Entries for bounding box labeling
▼

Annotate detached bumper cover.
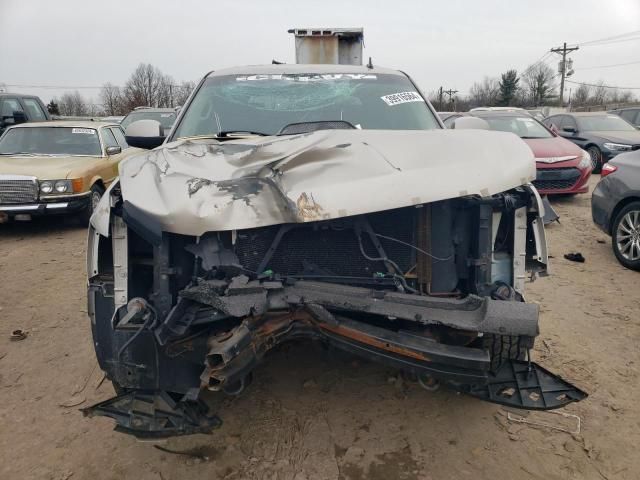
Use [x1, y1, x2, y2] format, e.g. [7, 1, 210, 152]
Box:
[84, 276, 586, 437]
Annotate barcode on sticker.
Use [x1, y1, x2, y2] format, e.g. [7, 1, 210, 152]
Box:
[380, 92, 424, 106]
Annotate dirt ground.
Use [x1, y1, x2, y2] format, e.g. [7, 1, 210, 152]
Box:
[0, 178, 640, 480]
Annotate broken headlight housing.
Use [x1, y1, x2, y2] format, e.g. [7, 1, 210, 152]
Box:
[578, 150, 591, 170]
[40, 179, 82, 195]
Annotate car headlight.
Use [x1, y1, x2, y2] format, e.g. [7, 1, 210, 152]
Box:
[54, 180, 73, 193]
[603, 143, 631, 152]
[578, 150, 592, 170]
[40, 181, 53, 193]
[40, 180, 74, 195]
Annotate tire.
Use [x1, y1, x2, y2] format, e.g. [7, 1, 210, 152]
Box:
[480, 333, 535, 373]
[587, 145, 602, 173]
[80, 184, 104, 225]
[611, 202, 640, 270]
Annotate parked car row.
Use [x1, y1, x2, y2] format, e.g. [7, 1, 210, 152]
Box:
[544, 112, 640, 172]
[0, 93, 178, 224]
[441, 108, 592, 195]
[439, 107, 640, 270]
[0, 121, 139, 224]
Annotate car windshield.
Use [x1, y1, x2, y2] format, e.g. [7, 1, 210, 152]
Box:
[174, 73, 441, 138]
[0, 127, 102, 157]
[576, 115, 635, 132]
[120, 110, 176, 129]
[480, 115, 553, 138]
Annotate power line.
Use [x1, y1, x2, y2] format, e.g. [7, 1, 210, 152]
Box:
[2, 83, 186, 90]
[580, 36, 640, 47]
[576, 30, 640, 47]
[5, 83, 104, 90]
[574, 60, 640, 70]
[567, 80, 640, 90]
[520, 52, 551, 76]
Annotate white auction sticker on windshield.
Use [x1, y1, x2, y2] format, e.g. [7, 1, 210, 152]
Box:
[380, 92, 424, 106]
[236, 73, 378, 82]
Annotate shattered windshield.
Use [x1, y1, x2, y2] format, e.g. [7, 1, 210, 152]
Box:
[120, 110, 176, 128]
[0, 127, 102, 157]
[174, 73, 440, 138]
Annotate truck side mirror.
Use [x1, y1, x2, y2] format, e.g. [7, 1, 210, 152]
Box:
[125, 120, 166, 150]
[13, 110, 27, 125]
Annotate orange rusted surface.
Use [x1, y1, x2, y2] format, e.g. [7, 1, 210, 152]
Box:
[318, 323, 431, 362]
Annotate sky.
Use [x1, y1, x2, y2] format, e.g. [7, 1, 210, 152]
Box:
[0, 0, 640, 103]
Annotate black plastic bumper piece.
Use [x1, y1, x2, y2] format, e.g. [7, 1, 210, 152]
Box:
[465, 360, 588, 410]
[82, 390, 222, 439]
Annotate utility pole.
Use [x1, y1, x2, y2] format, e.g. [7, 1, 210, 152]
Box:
[551, 42, 578, 107]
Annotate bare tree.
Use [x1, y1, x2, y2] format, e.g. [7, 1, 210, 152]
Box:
[469, 77, 500, 107]
[521, 63, 556, 107]
[172, 82, 196, 106]
[124, 63, 173, 110]
[100, 83, 127, 115]
[53, 90, 89, 117]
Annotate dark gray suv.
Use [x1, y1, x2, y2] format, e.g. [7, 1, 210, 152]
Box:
[0, 93, 51, 135]
[609, 105, 640, 129]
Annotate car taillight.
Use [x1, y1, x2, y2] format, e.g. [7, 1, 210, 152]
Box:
[600, 163, 618, 178]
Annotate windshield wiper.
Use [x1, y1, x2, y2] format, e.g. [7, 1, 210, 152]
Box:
[216, 130, 272, 138]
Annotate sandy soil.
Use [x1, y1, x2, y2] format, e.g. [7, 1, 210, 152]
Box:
[0, 179, 640, 480]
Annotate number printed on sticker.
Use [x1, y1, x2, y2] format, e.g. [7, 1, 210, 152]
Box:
[380, 92, 424, 106]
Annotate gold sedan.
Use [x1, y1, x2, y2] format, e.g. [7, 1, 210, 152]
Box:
[0, 121, 142, 222]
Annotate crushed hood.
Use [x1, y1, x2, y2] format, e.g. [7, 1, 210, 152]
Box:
[120, 130, 536, 235]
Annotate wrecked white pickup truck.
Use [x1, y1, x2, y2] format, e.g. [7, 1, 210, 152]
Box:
[85, 65, 586, 437]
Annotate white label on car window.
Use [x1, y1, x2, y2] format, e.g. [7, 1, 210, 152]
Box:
[236, 73, 378, 82]
[380, 92, 424, 107]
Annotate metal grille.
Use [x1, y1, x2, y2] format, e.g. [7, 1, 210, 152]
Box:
[533, 180, 576, 190]
[533, 167, 580, 190]
[236, 208, 416, 277]
[0, 179, 38, 205]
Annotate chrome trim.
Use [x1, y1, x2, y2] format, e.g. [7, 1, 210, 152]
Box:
[536, 155, 578, 163]
[0, 202, 69, 212]
[40, 192, 91, 200]
[0, 173, 38, 183]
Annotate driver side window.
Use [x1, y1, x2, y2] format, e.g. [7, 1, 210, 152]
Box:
[0, 98, 24, 123]
[562, 115, 578, 131]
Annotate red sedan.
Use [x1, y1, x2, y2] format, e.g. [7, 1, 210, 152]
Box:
[471, 112, 592, 195]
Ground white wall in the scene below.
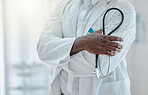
[127,0,148,95]
[0,0,5,95]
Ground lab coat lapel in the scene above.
[83,0,108,35]
[69,0,80,37]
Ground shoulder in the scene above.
[115,0,136,14]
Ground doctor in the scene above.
[37,0,136,95]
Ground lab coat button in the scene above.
[110,75,113,78]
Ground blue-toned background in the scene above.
[0,0,148,95]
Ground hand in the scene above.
[71,30,123,56]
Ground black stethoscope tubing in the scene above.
[95,8,124,77]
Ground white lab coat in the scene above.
[37,0,136,95]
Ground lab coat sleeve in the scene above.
[100,3,136,75]
[37,0,75,66]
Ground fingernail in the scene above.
[116,48,121,52]
[121,38,124,42]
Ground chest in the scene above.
[61,2,103,38]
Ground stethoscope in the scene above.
[88,8,124,78]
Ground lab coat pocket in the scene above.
[100,80,131,95]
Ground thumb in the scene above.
[96,29,103,34]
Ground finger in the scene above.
[108,41,123,49]
[96,29,103,34]
[106,46,121,52]
[105,51,116,56]
[106,35,123,42]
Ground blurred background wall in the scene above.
[0,0,148,95]
[127,0,148,95]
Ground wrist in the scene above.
[70,36,86,55]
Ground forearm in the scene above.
[70,36,86,56]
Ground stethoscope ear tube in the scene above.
[95,8,124,77]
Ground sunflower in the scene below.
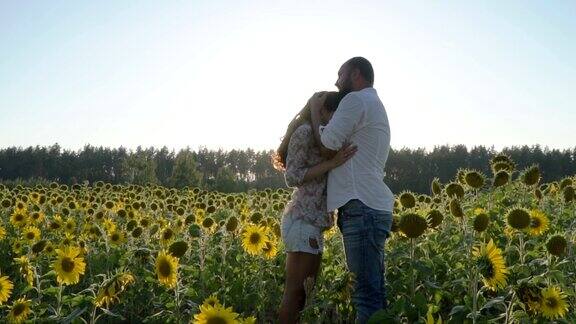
[8,298,31,323]
[64,218,76,234]
[0,276,14,305]
[193,305,238,324]
[238,316,256,324]
[22,226,40,242]
[202,295,222,307]
[10,212,28,227]
[528,209,548,236]
[472,240,508,291]
[262,240,278,259]
[242,225,268,255]
[52,246,86,285]
[540,287,568,319]
[156,251,178,288]
[49,214,62,230]
[398,213,428,238]
[94,271,134,307]
[14,201,28,214]
[0,225,6,241]
[30,212,45,224]
[14,256,34,287]
[506,208,530,230]
[108,230,126,246]
[160,227,175,245]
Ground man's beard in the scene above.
[339,76,352,96]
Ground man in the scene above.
[310,57,394,323]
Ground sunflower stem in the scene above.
[56,283,64,318]
[518,232,525,265]
[410,238,416,300]
[504,291,516,324]
[472,267,478,324]
[174,278,180,323]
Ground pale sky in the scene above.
[0,0,576,149]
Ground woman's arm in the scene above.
[302,144,358,182]
[284,127,357,187]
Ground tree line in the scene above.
[0,144,576,193]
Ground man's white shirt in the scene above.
[320,87,394,212]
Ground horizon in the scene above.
[0,143,576,153]
[0,1,576,151]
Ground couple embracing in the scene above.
[274,57,394,323]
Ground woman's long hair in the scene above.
[272,91,344,171]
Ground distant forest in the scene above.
[0,144,576,193]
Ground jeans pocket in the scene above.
[374,212,392,238]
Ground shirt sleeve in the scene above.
[284,127,311,187]
[320,94,362,151]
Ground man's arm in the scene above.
[310,92,337,159]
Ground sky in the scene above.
[0,0,576,150]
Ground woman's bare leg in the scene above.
[279,252,322,324]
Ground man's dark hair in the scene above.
[346,56,374,85]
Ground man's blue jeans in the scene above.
[337,199,392,324]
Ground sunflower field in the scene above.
[0,155,576,324]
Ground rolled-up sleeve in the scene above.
[320,93,362,151]
[284,126,312,187]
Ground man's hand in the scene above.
[310,91,327,111]
[329,143,358,168]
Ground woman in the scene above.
[273,92,356,323]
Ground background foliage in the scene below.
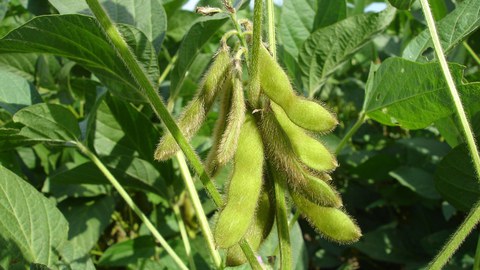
[0,0,480,269]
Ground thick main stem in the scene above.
[78,143,188,270]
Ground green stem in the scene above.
[172,204,197,270]
[176,152,222,269]
[335,111,366,155]
[248,0,263,108]
[462,41,480,65]
[77,143,188,269]
[428,201,480,269]
[473,230,480,270]
[270,168,292,270]
[267,0,277,59]
[86,0,258,264]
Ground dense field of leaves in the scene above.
[0,0,480,269]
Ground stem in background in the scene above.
[462,41,480,65]
[473,230,480,270]
[176,152,222,269]
[247,0,263,109]
[267,0,277,59]
[335,111,366,155]
[172,204,197,270]
[421,0,480,269]
[428,201,480,269]
[77,143,188,270]
[270,168,292,270]
[86,0,261,267]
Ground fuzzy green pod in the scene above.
[155,46,231,160]
[226,192,275,266]
[258,46,338,132]
[270,102,338,171]
[290,192,362,244]
[214,115,264,248]
[288,173,342,208]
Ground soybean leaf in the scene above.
[363,58,480,129]
[13,103,80,143]
[402,0,480,61]
[435,144,480,211]
[390,167,440,199]
[388,0,415,9]
[0,70,42,114]
[278,0,347,59]
[98,236,156,266]
[94,95,160,160]
[299,8,395,93]
[50,0,167,51]
[0,15,160,101]
[55,196,115,269]
[0,165,68,266]
[170,14,228,96]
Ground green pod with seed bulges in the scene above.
[154,46,231,160]
[258,46,338,132]
[214,114,264,248]
[290,192,362,244]
[226,192,275,266]
[270,102,338,171]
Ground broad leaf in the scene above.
[403,0,480,61]
[278,0,347,59]
[0,70,42,114]
[13,103,80,143]
[0,165,68,266]
[49,0,167,51]
[170,14,228,96]
[299,8,395,93]
[363,58,480,129]
[0,15,159,101]
[435,144,480,211]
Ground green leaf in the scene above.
[94,96,160,160]
[390,167,440,199]
[0,165,68,266]
[402,0,480,61]
[278,0,347,59]
[50,0,167,51]
[170,14,228,96]
[435,144,480,211]
[0,70,42,114]
[13,103,80,143]
[363,58,480,129]
[299,8,395,93]
[388,0,415,10]
[98,236,156,266]
[0,15,160,101]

▲

--- Problem statement ---
Copy the stretch from the line containing "Annotate sky." through the line containing "[380, 92, 424, 107]", changing every "Box" to "Coordinates" and leaving all else as it is.

--- Worked answer ---
Annotate sky.
Use [x1, y1, x2, y2] format, e.g. [7, 1, 210, 152]
Coordinates:
[0, 0, 640, 103]
Annotate black plastic bumper piece.
Use [x1, y1, x2, y2] format, e.g. [7, 1, 210, 152]
Coordinates:
[465, 360, 588, 410]
[82, 390, 222, 439]
Annotate utility pole.
Use [x1, y1, x2, y2] format, e.g. [7, 1, 210, 152]
Coordinates:
[551, 42, 578, 107]
Annotate bare tree.
Use [x1, y1, x2, y2] format, e.g. [7, 1, 210, 152]
Coordinates:
[469, 77, 500, 107]
[521, 63, 556, 107]
[172, 82, 196, 106]
[124, 63, 173, 110]
[100, 83, 127, 115]
[53, 90, 89, 117]
Annotate dark gray suv.
Use [x1, y1, x2, y2] format, e.g. [7, 1, 210, 152]
Coordinates:
[0, 93, 51, 135]
[609, 105, 640, 129]
Annotate car taillight.
Use [x1, y1, x2, y2] format, e.g. [7, 1, 210, 152]
Coordinates:
[600, 163, 618, 178]
Annotate windshield wiper.
Use [x1, y1, x2, y2] format, e.g. [7, 1, 210, 152]
Coordinates:
[216, 130, 272, 138]
Annotate sandy soil.
Use [x1, y1, x2, y2] format, e.g. [7, 1, 210, 152]
Coordinates:
[0, 179, 640, 480]
Annotate number printed on sticker.
Use [x1, y1, x2, y2] format, e.g. [7, 1, 210, 152]
Coordinates:
[380, 92, 424, 106]
Annotate gold sedan.
Use [x1, y1, x2, y2] format, e.g. [7, 1, 210, 152]
Coordinates:
[0, 121, 142, 222]
Annotate crushed hood.
Use [x1, y1, x2, y2] format, e.g. [7, 1, 210, 152]
Coordinates:
[120, 130, 536, 235]
Annotate wrecked white pickup truck.
Use [x1, y1, x2, y2] format, e.g. [7, 1, 210, 152]
Coordinates:
[85, 65, 586, 437]
Annotate white label on car window.
Use [x1, y1, x2, y2] format, e.g. [7, 1, 210, 152]
Coordinates:
[236, 73, 378, 82]
[380, 92, 424, 107]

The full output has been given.